» **Instructions to follow**
Only the lines below from the one containing "Exercise. Point out each instance of the yellow accent" through the one containing "Exercise. Point out each instance of the white wall" belong in the answer, set down exactly, with the pictures left out.

(Natural-language object grounding data)
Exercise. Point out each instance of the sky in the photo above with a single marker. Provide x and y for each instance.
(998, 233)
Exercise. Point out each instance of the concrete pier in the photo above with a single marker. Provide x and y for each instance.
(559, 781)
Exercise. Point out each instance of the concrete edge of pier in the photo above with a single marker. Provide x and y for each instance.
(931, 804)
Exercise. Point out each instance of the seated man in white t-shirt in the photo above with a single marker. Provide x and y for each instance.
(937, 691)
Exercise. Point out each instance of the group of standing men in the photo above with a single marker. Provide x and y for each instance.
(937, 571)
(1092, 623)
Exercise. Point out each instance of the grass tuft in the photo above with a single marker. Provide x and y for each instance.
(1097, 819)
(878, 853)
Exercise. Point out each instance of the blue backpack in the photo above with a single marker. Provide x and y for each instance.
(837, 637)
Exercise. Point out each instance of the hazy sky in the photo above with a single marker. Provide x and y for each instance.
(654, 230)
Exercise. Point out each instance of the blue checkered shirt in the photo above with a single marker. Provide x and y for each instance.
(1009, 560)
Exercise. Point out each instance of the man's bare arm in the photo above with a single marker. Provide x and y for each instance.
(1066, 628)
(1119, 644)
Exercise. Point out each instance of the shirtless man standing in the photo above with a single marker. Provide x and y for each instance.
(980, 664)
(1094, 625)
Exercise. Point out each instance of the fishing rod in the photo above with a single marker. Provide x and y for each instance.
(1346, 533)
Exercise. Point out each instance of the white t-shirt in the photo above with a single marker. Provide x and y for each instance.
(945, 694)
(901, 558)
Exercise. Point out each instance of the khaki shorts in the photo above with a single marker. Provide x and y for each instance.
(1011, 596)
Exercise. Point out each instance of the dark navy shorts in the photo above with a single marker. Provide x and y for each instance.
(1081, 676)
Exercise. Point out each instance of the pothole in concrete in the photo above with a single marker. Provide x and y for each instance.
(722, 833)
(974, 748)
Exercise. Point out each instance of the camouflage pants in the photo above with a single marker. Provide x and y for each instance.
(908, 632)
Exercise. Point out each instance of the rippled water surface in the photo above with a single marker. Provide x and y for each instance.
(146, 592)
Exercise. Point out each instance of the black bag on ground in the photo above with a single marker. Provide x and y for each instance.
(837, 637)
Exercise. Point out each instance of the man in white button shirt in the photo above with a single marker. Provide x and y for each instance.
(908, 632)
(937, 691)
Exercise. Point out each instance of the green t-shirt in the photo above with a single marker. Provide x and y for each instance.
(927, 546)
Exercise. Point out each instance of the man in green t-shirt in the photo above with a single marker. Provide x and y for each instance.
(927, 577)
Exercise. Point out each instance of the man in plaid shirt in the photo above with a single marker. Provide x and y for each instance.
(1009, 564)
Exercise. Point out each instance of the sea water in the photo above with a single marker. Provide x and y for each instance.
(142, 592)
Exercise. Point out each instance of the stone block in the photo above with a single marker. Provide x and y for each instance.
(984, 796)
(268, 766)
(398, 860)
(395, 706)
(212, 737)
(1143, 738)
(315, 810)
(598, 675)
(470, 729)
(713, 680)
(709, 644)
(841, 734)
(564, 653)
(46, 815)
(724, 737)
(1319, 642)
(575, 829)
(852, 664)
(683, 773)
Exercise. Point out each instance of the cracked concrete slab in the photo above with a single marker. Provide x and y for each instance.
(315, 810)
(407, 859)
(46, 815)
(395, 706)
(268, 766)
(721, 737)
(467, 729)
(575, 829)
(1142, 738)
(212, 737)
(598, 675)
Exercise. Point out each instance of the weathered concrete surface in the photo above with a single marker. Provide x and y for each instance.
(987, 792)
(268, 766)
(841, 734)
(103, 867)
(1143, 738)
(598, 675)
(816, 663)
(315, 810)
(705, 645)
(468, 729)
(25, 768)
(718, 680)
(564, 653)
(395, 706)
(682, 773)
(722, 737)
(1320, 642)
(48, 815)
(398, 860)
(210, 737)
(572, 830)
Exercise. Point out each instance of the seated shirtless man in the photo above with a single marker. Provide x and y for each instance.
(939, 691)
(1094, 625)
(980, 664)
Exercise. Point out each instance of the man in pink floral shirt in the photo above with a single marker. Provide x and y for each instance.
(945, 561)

* * *

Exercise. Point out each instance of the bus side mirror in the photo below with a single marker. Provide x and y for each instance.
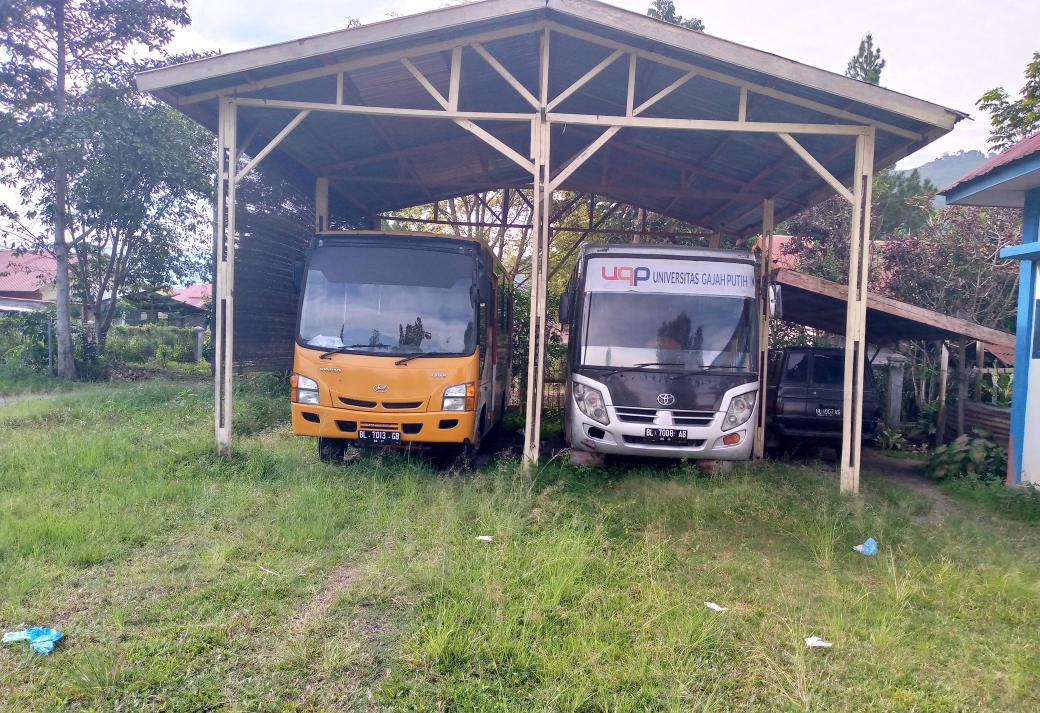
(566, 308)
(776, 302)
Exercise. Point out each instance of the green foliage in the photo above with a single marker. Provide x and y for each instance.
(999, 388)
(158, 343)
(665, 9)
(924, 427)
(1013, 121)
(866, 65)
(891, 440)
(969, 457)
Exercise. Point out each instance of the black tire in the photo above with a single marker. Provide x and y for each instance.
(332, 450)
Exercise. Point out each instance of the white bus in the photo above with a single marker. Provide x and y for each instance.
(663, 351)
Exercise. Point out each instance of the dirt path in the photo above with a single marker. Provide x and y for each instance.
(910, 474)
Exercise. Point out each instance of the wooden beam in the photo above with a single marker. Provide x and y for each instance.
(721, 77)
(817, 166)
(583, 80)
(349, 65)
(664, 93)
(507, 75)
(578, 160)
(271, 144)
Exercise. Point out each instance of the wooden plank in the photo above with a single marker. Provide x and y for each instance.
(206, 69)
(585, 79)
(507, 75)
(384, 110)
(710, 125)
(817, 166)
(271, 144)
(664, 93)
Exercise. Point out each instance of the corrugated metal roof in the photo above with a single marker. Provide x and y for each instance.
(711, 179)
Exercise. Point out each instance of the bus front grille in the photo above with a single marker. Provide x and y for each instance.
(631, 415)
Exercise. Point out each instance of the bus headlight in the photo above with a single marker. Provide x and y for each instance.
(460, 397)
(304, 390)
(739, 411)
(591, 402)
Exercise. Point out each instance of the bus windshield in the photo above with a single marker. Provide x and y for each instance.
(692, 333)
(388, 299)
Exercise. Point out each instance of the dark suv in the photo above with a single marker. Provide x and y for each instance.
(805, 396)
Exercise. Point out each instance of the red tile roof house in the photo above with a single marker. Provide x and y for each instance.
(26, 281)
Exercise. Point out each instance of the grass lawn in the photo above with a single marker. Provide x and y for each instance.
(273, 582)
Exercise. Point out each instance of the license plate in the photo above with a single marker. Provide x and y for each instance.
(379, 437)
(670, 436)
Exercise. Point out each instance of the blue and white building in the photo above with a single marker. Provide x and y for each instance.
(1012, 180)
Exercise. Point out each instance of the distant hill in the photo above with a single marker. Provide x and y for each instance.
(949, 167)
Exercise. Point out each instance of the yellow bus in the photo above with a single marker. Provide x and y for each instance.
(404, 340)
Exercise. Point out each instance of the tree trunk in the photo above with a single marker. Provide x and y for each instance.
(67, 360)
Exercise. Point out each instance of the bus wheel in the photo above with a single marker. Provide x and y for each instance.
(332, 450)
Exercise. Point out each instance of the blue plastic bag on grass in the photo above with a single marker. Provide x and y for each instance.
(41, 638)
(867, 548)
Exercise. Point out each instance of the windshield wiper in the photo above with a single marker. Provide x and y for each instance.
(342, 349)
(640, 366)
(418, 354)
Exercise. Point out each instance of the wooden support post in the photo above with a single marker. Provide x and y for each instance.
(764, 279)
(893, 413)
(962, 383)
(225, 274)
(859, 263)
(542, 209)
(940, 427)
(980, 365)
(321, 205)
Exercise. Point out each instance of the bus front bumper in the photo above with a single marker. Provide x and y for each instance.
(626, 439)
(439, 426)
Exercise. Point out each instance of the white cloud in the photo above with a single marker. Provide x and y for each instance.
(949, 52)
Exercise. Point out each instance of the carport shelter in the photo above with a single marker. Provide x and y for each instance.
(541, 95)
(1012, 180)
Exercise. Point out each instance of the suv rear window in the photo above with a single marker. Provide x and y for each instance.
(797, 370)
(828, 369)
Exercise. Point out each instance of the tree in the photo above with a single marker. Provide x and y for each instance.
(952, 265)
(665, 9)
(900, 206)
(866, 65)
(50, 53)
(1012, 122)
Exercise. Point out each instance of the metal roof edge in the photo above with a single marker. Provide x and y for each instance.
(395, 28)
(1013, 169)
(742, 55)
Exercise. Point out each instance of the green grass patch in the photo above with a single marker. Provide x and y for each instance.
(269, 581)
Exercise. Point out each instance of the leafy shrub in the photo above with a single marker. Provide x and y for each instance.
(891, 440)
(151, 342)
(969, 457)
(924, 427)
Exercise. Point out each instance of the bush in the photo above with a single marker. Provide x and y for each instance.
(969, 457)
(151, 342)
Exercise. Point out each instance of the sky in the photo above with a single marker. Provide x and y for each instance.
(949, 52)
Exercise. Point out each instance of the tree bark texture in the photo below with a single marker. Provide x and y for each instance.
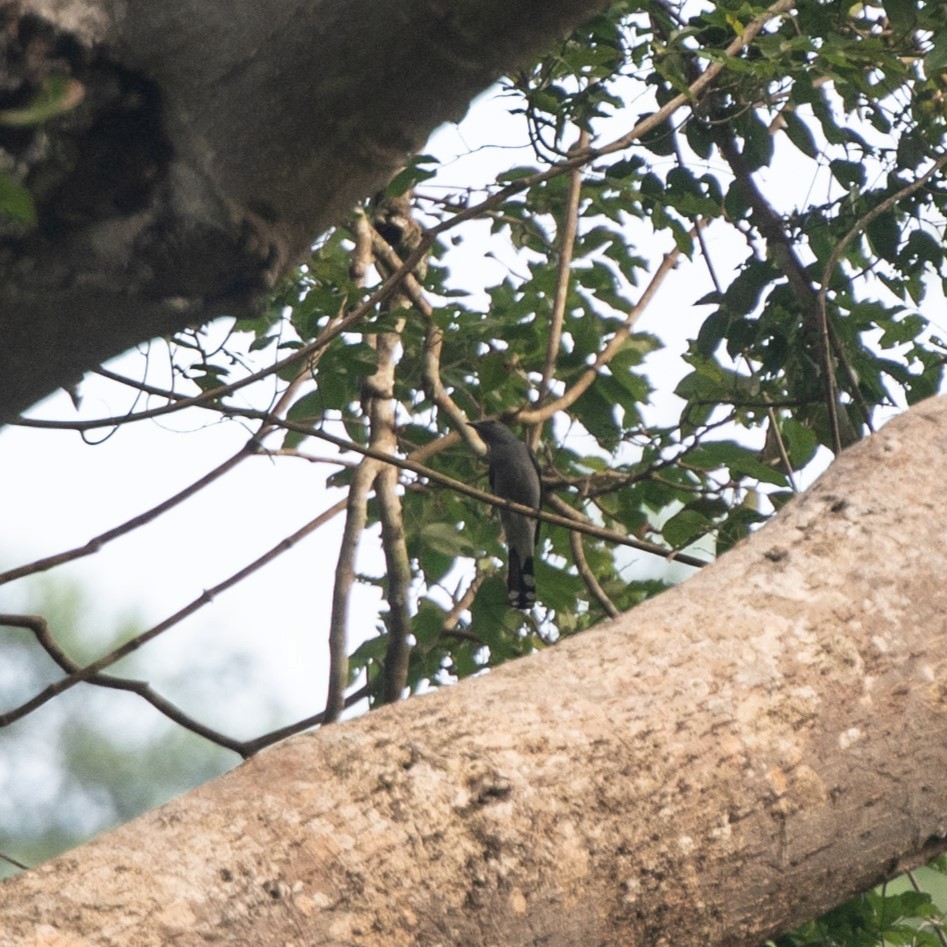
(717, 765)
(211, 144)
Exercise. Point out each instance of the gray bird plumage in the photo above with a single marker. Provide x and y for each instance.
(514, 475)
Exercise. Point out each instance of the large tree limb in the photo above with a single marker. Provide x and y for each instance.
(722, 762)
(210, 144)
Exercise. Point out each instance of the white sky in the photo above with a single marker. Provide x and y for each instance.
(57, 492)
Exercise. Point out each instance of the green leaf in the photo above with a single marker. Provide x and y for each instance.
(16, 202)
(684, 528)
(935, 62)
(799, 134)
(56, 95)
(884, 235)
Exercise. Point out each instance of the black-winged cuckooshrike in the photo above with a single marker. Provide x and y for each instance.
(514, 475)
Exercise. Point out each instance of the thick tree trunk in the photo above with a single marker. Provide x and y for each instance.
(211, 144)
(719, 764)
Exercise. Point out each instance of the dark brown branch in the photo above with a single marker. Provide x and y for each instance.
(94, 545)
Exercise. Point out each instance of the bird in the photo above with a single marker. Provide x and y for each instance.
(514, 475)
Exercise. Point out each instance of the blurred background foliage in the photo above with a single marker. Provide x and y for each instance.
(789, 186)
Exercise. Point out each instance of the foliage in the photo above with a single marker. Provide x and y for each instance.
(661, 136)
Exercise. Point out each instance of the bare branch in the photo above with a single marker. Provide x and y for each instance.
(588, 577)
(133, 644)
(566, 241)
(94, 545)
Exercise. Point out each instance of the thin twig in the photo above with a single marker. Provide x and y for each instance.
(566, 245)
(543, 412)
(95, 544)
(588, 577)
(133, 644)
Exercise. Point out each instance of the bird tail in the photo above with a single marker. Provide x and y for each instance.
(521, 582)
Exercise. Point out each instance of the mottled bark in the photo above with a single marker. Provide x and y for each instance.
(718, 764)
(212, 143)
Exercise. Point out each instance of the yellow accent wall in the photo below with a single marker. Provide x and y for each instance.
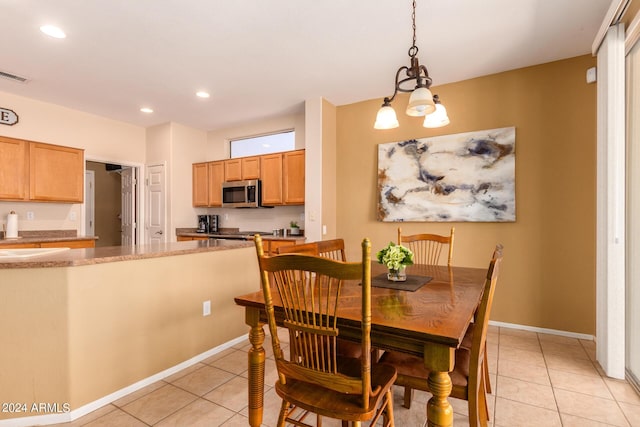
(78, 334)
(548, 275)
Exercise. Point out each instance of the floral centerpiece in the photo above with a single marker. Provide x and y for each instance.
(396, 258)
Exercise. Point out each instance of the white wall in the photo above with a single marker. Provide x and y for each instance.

...

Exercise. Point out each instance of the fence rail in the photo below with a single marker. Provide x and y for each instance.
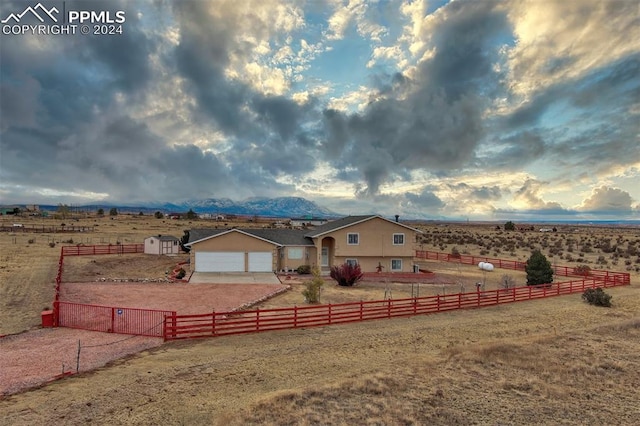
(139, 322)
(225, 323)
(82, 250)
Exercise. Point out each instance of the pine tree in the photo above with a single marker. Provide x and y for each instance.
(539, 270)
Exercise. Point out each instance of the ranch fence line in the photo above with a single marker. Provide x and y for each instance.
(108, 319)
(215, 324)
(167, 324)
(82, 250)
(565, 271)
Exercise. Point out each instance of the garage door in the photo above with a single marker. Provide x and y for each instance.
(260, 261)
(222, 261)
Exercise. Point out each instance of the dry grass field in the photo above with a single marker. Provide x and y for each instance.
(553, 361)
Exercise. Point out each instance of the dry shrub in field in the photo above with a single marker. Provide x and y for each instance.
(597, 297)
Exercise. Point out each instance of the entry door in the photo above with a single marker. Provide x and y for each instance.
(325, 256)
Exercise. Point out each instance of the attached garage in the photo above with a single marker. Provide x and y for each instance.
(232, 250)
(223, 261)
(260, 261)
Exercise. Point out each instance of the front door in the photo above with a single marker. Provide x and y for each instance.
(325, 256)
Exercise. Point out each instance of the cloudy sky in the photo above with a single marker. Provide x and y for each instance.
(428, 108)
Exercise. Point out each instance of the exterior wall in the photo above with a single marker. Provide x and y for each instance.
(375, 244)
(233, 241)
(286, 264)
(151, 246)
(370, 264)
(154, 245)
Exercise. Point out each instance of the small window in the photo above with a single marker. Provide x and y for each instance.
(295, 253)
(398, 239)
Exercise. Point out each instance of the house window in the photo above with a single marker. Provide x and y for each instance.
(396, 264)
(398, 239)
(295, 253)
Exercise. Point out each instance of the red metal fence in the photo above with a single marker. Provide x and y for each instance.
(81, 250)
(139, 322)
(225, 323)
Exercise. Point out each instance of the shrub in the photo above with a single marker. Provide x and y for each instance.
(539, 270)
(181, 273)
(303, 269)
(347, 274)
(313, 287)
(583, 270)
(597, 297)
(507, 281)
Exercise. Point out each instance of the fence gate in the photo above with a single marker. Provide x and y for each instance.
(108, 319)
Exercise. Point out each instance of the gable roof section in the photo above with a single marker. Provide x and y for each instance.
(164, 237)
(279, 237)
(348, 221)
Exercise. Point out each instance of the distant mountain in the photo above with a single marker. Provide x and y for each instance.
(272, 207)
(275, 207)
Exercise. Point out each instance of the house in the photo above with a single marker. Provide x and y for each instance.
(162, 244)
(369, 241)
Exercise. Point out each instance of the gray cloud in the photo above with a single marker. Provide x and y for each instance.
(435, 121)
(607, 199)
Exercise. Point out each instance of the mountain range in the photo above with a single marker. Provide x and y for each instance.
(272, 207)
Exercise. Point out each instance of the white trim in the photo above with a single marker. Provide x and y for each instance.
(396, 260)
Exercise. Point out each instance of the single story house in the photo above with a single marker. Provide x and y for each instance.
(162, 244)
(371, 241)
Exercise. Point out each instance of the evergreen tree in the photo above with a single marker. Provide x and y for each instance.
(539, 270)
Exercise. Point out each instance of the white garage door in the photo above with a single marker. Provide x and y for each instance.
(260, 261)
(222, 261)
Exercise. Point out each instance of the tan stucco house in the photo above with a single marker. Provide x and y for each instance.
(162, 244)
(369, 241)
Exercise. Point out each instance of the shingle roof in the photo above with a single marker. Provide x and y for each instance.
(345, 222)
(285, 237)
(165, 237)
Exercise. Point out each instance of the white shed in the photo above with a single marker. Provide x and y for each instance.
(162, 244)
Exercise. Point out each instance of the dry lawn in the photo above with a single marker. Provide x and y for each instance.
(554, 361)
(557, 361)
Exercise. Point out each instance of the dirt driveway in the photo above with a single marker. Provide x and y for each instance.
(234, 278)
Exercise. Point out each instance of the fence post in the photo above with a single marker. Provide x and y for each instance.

» **Your response**
Exercise. Point out each instance of the yellow accent wall in the photo below with a single marker. Provide x and y for each instance.
(78, 334)
(548, 275)
Exercise. Point out each instance of the floral centerpiece in the photo above with a single marker. Provide x and y for each instance.
(396, 258)
Exercise. Point out each instance of the white wall in the photo above with a single marker. Provide x and y for each instance.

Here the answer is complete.